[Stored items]
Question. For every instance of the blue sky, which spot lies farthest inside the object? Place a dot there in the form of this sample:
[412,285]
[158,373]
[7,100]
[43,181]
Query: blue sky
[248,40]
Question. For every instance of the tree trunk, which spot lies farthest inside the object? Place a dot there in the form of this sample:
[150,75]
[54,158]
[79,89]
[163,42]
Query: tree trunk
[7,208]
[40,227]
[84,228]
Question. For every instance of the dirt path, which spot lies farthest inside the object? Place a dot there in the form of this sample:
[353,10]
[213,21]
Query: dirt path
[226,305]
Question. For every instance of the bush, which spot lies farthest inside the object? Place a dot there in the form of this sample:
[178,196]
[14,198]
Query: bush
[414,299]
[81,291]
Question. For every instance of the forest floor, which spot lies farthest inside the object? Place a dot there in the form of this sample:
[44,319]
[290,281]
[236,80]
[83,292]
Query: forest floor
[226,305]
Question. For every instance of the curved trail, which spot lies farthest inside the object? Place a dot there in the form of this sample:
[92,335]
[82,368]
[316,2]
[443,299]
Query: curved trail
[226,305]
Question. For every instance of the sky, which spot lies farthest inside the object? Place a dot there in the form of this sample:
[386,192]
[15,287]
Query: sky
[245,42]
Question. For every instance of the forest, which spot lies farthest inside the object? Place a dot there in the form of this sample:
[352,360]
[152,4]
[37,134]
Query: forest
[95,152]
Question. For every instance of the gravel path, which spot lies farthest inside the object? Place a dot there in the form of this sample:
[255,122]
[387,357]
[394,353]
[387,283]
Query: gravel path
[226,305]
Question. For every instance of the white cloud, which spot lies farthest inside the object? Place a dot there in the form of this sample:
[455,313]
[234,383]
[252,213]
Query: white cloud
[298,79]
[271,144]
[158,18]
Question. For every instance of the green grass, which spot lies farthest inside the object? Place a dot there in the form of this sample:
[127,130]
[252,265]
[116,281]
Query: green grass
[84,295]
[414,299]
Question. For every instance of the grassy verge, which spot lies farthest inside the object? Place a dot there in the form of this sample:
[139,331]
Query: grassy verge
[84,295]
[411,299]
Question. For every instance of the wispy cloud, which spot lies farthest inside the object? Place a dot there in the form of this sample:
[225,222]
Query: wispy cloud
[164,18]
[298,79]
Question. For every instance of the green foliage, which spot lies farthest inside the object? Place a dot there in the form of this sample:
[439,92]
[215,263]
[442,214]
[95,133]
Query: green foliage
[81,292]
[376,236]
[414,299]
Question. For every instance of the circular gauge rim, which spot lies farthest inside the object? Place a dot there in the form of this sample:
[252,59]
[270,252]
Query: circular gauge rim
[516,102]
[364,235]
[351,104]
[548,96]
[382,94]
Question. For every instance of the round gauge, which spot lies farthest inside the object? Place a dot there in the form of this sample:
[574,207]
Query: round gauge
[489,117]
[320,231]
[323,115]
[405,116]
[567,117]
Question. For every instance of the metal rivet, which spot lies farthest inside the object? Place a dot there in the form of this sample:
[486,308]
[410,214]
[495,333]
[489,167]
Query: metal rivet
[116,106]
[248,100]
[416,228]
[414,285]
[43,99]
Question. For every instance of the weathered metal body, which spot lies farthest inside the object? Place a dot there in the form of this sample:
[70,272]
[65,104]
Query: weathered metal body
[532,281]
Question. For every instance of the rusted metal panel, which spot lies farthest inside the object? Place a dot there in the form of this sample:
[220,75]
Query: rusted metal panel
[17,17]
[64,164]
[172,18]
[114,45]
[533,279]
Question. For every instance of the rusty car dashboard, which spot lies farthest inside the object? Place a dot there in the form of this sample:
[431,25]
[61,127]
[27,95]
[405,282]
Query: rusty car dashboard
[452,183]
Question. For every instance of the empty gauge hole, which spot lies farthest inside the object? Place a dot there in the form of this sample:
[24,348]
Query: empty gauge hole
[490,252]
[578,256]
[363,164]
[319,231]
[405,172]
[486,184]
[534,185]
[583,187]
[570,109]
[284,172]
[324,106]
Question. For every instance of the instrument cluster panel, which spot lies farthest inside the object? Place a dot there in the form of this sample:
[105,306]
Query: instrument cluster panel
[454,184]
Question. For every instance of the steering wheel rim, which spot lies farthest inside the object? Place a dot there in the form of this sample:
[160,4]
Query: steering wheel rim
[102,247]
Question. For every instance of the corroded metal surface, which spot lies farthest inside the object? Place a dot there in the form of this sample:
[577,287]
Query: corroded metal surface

→ Exercise details
From the records above, copy every line that includes the word "corroded".

→ Reply
Question. For every instance of the corroded metal surface, which spot lies farthest inside the object? Place a dot there in the form of this sample:
Query: corroded metal surface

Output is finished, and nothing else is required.